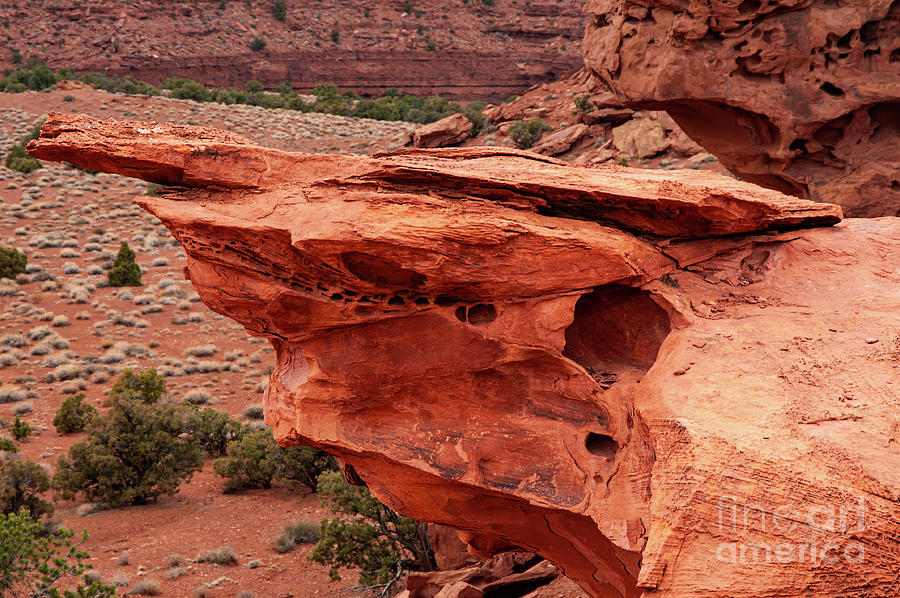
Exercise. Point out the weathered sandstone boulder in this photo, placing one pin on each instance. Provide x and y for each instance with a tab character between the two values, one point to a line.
639	138
800	96
562	140
669	384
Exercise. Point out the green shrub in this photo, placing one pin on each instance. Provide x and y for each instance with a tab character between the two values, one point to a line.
251	462
525	133
302	464
20	429
368	536
12	262
294	534
256	460
73	415
18	160
212	429
583	104
21	482
146	386
146	587
124	273
224	555
191	90
279	11
134	454
475	116
33	562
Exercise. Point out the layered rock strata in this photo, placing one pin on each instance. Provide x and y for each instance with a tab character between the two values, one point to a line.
799	96
669	384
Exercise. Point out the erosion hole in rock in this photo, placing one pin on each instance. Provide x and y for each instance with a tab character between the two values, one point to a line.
601	445
482	313
831	89
615	330
380	271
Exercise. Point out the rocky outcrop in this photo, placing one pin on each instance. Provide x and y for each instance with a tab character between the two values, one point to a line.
448	131
669	384
584	115
471	50
803	97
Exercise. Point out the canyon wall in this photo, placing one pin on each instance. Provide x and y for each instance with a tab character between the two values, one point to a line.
472	50
670	384
802	96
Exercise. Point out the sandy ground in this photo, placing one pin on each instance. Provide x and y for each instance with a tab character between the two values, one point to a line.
61	332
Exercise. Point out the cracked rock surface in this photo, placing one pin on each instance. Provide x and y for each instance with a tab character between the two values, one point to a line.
802	96
664	383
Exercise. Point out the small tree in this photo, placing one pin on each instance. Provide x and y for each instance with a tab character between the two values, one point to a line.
73	415
212	429
134	454
146	386
525	133
256	460
12	262
583	104
124	273
20	484
33	562
369	536
258	44
303	465
251	462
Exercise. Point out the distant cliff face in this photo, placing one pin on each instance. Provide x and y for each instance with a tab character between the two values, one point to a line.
462	50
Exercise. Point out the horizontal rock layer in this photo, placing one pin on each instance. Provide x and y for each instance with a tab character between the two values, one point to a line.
461	50
799	96
597	365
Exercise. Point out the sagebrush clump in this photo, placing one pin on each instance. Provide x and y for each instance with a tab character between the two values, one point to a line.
73	415
138	451
256	460
368	535
12	262
294	534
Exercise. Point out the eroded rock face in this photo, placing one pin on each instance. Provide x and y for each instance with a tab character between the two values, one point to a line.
471	50
800	96
640	376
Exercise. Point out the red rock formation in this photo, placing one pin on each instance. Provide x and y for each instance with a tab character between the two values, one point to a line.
800	96
462	50
447	131
662	382
582	134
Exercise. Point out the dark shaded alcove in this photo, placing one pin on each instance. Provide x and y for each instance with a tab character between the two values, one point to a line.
616	329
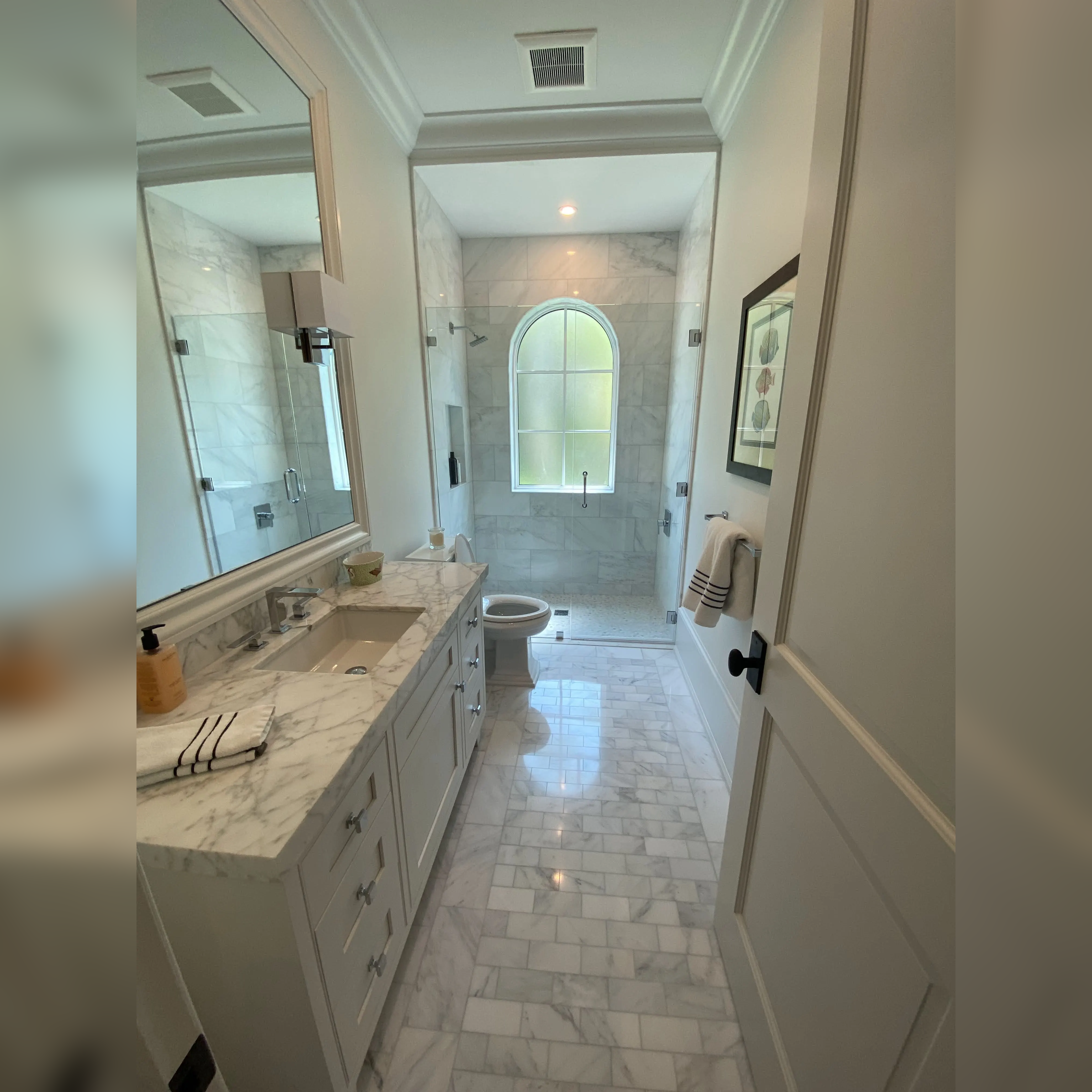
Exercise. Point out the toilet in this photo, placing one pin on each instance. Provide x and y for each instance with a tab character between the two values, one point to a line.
509	622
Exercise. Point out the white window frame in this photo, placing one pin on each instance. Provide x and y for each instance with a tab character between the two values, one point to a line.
567	304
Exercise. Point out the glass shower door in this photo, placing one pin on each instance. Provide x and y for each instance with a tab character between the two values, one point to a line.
240	385
679	457
316	480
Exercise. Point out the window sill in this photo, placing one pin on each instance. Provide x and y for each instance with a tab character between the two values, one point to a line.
577	492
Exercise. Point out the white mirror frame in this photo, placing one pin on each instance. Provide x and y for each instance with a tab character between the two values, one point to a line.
192	611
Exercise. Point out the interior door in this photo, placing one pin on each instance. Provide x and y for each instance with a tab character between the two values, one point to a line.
836	910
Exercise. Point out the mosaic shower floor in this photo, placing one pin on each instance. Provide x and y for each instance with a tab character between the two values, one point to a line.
610	617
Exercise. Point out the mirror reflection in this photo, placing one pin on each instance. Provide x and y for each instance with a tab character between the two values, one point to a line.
241	445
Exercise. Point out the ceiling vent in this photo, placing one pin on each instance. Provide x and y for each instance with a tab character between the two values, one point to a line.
562	60
203	91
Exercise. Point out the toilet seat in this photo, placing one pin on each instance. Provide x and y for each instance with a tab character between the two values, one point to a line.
511	611
510	622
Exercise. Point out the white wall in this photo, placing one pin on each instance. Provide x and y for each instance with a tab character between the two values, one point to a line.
170	533
372	177
759	224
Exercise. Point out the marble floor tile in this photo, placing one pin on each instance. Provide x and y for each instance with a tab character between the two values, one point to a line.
564	943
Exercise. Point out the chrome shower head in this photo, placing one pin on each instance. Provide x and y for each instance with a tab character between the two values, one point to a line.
475	339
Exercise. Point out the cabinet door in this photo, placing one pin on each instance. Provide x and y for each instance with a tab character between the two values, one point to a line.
429	781
472	664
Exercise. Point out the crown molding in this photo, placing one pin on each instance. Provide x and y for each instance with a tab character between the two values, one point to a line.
754	23
558	133
243	153
360	42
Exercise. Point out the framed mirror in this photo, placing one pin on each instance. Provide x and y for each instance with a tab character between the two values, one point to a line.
760	375
248	456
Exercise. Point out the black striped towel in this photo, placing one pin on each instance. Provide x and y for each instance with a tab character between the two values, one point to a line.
207	743
723	581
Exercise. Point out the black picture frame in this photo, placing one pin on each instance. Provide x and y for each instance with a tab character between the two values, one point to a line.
771	284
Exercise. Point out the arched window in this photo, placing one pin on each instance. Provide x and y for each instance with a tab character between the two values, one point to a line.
564	373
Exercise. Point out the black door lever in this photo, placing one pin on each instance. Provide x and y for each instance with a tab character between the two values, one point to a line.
755	663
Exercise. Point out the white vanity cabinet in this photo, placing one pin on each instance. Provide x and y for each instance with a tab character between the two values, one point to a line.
472	666
290	974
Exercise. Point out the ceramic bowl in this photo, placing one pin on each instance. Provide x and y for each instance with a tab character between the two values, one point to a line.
365	568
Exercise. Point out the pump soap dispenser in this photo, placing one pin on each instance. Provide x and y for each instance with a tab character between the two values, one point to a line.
160	683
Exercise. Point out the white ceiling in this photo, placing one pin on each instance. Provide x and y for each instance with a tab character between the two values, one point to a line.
174	36
462	56
617	194
269	210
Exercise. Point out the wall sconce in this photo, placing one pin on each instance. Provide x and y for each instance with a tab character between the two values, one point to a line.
312	306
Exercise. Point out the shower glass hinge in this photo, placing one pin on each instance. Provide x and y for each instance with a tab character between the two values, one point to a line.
370	1061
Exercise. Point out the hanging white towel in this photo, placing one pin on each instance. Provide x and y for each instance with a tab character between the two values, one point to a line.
723	581
207	743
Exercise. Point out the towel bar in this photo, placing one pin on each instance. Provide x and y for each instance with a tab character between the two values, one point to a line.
754	551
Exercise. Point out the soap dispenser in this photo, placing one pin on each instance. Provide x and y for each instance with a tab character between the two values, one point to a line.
160	683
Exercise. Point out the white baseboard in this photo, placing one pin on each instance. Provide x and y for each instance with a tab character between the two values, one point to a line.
719	712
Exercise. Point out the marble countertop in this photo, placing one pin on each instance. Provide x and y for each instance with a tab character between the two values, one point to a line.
257	821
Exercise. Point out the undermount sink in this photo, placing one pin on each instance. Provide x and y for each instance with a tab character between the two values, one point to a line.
344	640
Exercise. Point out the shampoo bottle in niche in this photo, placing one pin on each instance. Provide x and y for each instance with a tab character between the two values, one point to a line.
◇ ◇ ◇ ◇ ◇
- REQUIREMENTS: Repeat each entry exactly. Pictures do not belong in the copy.

- REPLY TO THE TASK:
Exercise. Point out the weathered sandstone boulder in this photo, placing one pin on each instance. Provide x and y for each instance with a tab character between the two values, one point to a line.
639	138
800	96
562	140
669	384
Exercise. Point out the green shrub in this photo, placing one pin on each instance. Provide x and y for each instance with a tab character between the two values, one point to a line.
251	462
525	133
302	464
20	429
368	536
12	262
294	534
256	460
73	415
18	160
212	429
583	104
21	482
146	386
146	587
124	273
224	555
191	90
279	11
134	454
475	116
33	562
Exercise. Point out the layered rock strata in this photo, placing one pin on each instance. Provide x and y for each instance with a tab character between the two values, one point to a line.
799	96
669	384
Exercise. Point out the erosion hole in rock in this photo, placing one pin on each instance. Provide x and y for each instance with a tab character between the two values, one point to a line.
601	445
482	313
831	89
615	330
380	271
Exercise. Point out the rocky outcrop in this photo, placing one pin on each instance. Provide x and y for each instance with a tab character between the two values, one point to a line.
448	131
669	384
584	115
471	50
803	97
Exercise. Point out the canyon wall in this photo, placing one pin on each instance. Provide x and y for each instance with a tab character between the two values, one point to a line.
472	50
670	384
802	96
Exercise. Point out the sandy ground in this photo, placing one pin on each instance. Provide x and y for each instance with a tab character between the two values, one point to a line.
61	332
Exercise. Point out the cracked rock surface in this photo, placing one pin on each instance. Provide x and y for each instance with a tab character between the two values, one point to a line.
802	96
664	383
Exercise. Point out the small tree in this photo, placing one pin on each instance. Provide x and y for each instance with a tab character between the two values, one point to a line.
73	415
212	429
134	454
146	386
525	133
256	460
12	262
583	104
124	273
20	484
33	562
369	536
258	44
303	465
251	462
Exercise. Point out the distant cliff face in this photo, placing one pin on each instance. Provide x and y for each instance with a tab character between the two values, one point to a line.
462	50
Exercise. Point out the horizontal rock layer in this photo, placing one pin on each instance. Provide x and y for each instance with a tab character between the two values, one point to a line.
461	50
799	96
597	365
Exercise. Point out the sagebrush clump in this photo, placing one pin on each instance. Provide x and y for each instance with a tab character between the two values, one point to a line.
73	415
138	451
256	460
368	535
12	262
294	534
Exercise. Point out the eroded rock face in this photo, placing one pin on each instance. Provide x and y for each instance with a tab character between the two values, one point to a line.
471	50
800	96
640	376
Exercise. Point out the red rock formation in this photo, placing one pin on each instance. Provide x and y for each instance with a tab character between the two values, one point to a line.
800	96
462	50
447	131
662	382
582	134
Exercise. Point out the dark shaded alcove in this photo, placing one pin on each instance. Provide x and y for each instance with a tab character between the two values, one point to a line.
616	329
Exercise. Point out the toilet in this photo, placing one pin on each instance. Provide x and y for each instance with a tab character between the two values, one point to a line.
509	622
Exercise. Point out the white window frame in this photo, placing one pin on each instance. Provide x and y for each instance with a tab character between the two values, one point to a line.
567	304
Exercise. Point out the glass shower door in this photo, placing one pin on each instance. Provide x and y for each instance with a tab character between the two values, one point to a line.
240	385
679	457
316	480
Exercise. Point out the window sill in this photo, placing one pin on each instance. Provide x and y for each instance with a tab character between the two values, one point to a line.
577	492
Exercise. Point out the white mirror frame in this photo, placing one pin on each instance. Provide x and y for each instance with a tab character between the two values, one point to a line.
192	611
Exercise. Point out the interior door in this photo, placing one pin on each instance. Provide x and y for each instance with a tab character between the two values, one point to a line.
836	910
Exercise. Point out the mosaic shower floor in this photo, placing one pin on each instance. Provide x and y for each instance with a tab character between the two values, one point to a line.
610	617
Exercise. Point out the mirror reflection in this photo, placing one pin on each instance. Provide x and y for each instance with a tab character between the two values, one point to a line.
241	445
Exercise. Point out the ceiling vent in this photo, placing one pin on each instance. Provide x and y for each instance with a tab character between the two values, one point to a line.
562	60
203	91
Exercise. Point out the toilet seat in this photo, placing one pin on each instance. Provide x and y for each instance with a tab character between the two values, one point to a line.
511	611
510	622
Exercise. Point out the white wall in this photo, placing one pin on each instance. Provide x and y for each instance with a tab character between the two values, one point to a line.
170	533
372	177
759	224
Exercise. Point out the marble floor tile in this photo, placing one pin on each instance. Provide x and y for each instance with a tab character between the two values, one point to a line.
564	943
Exercise. Point out the chrome shower head in this photo, placing one pin on each instance. Provide x and y for each instance with a tab character between the two values, one point to a line.
475	339
Exercise. Point out the cabinet door in this photo, placing one pin on each instance. Provide x and y for each instance with a tab character between the two values, one point to a line.
429	781
472	664
Exercise. Point out the crown molding in this photo, placing one pin on each instance. Provide x and y for each instance with a tab character between the two values, one point to a line.
754	23
558	133
243	153
360	42
Exercise. Point out the framed mirror in this photo, placing one pin on each instance. Provide x and y for each instance with a tab character between the two values, one point to a line.
760	375
248	456
Exercise. Point out the black striped towel in this photo, placing one pin on each instance. Provide x and y for each instance with a tab character between the two values, one point to a line.
207	743
723	581
Exercise. Point out the black picture frame in this photo, placing one pin on each instance. Provide x and y for each instance with a tab character between the two values, one point to a line.
771	284
Exercise. Point out the arched window in this photo, placing one pin on each instance. Provide x and y for each instance with a tab character between the two values, one point to a line.
564	373
Exercise. Point out the black door lever in this photo, placing one pin on each instance. Provide x and y for each instance with a tab character between the two values, one point to a line.
755	663
Exercise. Point out the white vanity cabinet in this photo, placing one pin on each instance. Provide x and y for each instance with a tab character between the two values, one point to a line.
472	666
290	974
Exercise. Point out the ceramic bowl in this photo, placing one pin on each instance. Provide x and y for each instance with a tab character between the two values, one point to a line.
365	568
Exercise. Point out the pump soap dispenser in this photo, placing one pin on each instance. Provide x and y for each instance with a tab character between the two values, one point to a line.
160	683
Exercise. Point out the white ceiling in this photo, placing one pin on each instance. Provide x and y for each instance with a tab character between the two values, one point to a line.
174	36
462	56
617	194
269	210
Exercise. Point out the wall sconce in this photo, placing one pin on each instance. Provide x and y for each instance with a tab character between the two values, one point to a line.
312	306
Exercise. Point out the shower glass hinge in this photo, placing one pin on each instance. Provide x and y for each instance with a tab character between the two values, one point to a line.
370	1061
Exercise. Point out the hanging white towel in this photo, placing one pin on each instance. Provide x and y for each instance with a tab character between the two values, one point to a line.
723	581
207	743
Exercise. Point out the towel bar in this photo, placing one pin on each instance. Provide x and y for each instance with a tab character between the two values, one point to a line.
754	551
Exercise. Point out the soap dispenser in this photo, placing one pin on each instance. Provide x and y for each instance with a tab character between the two values, one point to a line.
160	683
Exercise. Point out the white baseboard in this photo, placing one pin on each instance. Provide x and y for each instance with a tab character between the two values, one point to a line.
719	712
Exercise. Point out the marble countertop in this photo, placing one pin on each instance. Provide x and y for each instance with a tab character between the two values, one point to a line.
257	821
Exercise. Point out the undermount sink in this photo, placing one pin on each instance. Provide x and y for each instance with a tab character between the two values, one point to a line.
344	640
Exercise. Point out the shampoo bottle in niche in this photo, placing one pin on each instance. Provide x and y for each instance with a tab character between the two values, one point to a line.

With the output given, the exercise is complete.